WHAT YOU NEED TO DO
I would like the lines below, from the one with "ear, that would be most appreciated." through the one with "flower, that would be most appreciated.", copied exactly and without any pictures.

(DATASET CONTENT Opens)

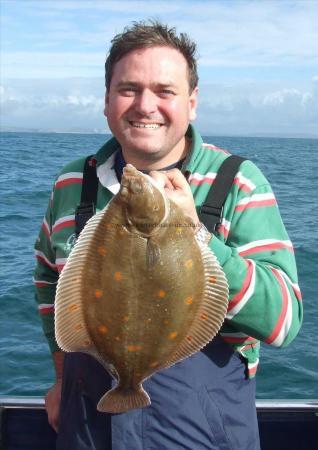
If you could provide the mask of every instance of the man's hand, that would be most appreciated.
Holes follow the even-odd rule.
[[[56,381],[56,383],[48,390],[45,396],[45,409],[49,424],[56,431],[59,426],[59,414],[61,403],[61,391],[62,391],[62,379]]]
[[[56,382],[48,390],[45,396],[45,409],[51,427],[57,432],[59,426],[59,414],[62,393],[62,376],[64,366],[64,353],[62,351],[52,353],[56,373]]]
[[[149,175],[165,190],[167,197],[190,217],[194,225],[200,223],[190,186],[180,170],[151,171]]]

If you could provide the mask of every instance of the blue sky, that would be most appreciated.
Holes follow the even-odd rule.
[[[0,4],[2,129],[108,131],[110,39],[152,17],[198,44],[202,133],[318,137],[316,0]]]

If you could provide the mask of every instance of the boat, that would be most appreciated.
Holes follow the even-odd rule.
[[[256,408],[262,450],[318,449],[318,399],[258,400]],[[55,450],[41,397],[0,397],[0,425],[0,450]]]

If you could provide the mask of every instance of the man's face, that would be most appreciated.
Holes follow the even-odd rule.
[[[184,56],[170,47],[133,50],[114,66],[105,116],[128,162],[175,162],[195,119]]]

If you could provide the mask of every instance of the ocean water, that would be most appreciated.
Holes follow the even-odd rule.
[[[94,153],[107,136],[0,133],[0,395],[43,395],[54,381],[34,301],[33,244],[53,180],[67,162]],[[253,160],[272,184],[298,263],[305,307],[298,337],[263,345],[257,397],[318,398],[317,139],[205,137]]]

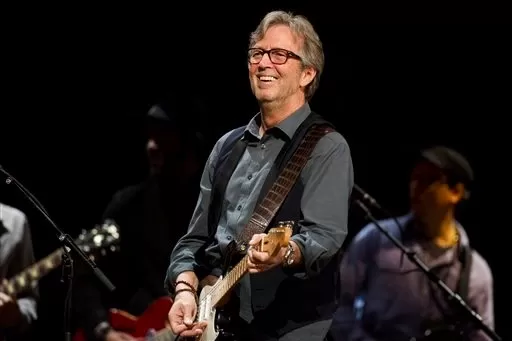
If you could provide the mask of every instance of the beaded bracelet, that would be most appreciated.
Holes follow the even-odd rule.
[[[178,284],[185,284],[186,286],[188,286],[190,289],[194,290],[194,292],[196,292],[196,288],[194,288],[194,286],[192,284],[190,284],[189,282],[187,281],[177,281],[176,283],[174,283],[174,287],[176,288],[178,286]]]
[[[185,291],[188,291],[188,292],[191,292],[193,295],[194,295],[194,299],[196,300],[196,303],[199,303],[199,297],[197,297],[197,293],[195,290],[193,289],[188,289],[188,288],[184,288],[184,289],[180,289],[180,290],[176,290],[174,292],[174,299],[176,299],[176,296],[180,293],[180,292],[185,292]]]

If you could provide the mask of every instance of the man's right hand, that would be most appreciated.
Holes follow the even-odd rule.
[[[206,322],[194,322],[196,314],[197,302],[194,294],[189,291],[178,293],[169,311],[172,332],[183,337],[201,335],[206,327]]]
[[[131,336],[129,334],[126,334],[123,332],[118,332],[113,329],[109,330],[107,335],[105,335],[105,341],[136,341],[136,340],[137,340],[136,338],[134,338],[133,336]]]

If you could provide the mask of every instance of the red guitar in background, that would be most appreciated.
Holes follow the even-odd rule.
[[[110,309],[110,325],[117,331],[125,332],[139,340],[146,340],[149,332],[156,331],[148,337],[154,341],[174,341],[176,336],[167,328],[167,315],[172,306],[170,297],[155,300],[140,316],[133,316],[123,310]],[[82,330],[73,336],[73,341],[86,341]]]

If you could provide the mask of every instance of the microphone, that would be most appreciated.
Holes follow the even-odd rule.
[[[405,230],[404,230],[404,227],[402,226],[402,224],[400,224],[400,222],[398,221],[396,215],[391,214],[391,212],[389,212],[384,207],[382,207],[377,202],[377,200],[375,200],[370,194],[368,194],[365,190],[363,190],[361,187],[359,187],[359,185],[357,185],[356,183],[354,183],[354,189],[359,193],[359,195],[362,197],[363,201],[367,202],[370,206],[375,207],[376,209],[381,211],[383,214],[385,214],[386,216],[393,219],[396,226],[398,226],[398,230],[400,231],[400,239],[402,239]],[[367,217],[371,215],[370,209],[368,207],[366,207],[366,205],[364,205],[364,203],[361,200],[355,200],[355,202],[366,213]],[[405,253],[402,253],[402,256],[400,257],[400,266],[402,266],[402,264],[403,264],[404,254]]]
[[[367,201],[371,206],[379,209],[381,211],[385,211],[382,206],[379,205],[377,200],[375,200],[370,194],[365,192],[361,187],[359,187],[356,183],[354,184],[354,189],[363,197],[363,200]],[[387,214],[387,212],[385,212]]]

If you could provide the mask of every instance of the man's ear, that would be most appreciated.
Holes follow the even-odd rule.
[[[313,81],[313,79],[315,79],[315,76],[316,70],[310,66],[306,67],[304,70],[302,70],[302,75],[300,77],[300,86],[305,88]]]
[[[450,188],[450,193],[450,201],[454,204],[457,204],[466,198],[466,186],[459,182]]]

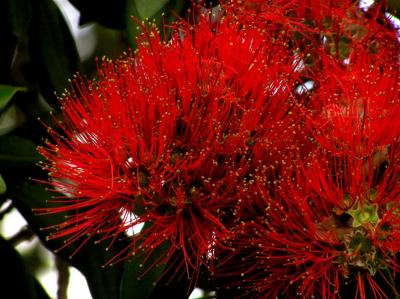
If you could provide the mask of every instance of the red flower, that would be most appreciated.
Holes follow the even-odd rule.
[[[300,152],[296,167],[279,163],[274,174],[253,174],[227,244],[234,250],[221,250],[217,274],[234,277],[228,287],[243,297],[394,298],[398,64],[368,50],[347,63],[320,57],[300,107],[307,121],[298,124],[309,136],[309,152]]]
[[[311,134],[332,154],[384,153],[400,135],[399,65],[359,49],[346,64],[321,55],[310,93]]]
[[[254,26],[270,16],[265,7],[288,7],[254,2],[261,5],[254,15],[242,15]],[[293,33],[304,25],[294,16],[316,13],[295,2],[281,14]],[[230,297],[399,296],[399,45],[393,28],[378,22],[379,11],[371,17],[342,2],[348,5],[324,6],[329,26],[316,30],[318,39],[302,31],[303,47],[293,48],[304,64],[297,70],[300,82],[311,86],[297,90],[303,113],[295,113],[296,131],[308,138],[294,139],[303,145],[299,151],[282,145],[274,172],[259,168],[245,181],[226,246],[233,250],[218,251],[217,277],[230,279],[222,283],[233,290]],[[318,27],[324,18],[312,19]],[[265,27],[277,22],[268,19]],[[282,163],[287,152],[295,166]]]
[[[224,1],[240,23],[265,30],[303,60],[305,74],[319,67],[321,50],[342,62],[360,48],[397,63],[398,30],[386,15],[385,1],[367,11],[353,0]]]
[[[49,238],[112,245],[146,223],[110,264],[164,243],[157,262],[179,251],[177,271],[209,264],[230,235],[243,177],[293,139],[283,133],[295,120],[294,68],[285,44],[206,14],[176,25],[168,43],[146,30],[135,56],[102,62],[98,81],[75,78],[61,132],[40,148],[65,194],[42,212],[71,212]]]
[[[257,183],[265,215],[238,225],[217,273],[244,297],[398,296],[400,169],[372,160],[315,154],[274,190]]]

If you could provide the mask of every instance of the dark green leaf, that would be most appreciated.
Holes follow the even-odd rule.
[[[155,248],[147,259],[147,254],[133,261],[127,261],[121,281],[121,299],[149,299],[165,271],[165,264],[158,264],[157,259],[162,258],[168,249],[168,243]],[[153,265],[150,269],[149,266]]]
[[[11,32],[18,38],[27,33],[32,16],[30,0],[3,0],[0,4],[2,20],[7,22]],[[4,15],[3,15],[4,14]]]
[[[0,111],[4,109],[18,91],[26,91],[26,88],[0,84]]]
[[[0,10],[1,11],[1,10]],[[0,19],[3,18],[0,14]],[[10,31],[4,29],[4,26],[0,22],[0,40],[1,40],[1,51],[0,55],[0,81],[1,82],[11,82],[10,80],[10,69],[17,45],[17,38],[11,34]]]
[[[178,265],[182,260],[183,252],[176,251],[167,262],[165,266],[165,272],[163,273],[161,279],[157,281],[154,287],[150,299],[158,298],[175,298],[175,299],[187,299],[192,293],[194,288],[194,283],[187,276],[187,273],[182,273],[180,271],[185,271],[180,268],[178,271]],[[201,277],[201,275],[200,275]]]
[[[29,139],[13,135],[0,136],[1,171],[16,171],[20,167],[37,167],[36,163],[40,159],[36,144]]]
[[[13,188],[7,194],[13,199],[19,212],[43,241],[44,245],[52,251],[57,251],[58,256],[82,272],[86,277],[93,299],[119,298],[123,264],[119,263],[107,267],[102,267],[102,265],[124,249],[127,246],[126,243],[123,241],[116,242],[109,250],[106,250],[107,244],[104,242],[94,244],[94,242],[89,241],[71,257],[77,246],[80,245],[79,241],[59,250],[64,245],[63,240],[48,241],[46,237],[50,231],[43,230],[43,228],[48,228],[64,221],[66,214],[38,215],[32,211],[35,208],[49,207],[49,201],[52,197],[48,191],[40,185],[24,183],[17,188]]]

(DATASET CONTENT Closes)

EXERCISE RESULT
If you could provide the mask of every instance of the man's ear, that would be most appreciated.
Holes follow the even-odd rule.
[[[313,81],[313,79],[315,79],[315,76],[316,70],[310,66],[306,67],[304,70],[302,70],[302,75],[300,77],[300,86],[305,88]]]
[[[450,188],[450,193],[450,201],[454,204],[457,204],[466,198],[466,186],[459,182]]]

If you could provide the mask of every instance of the red flower, that would be most appreciated.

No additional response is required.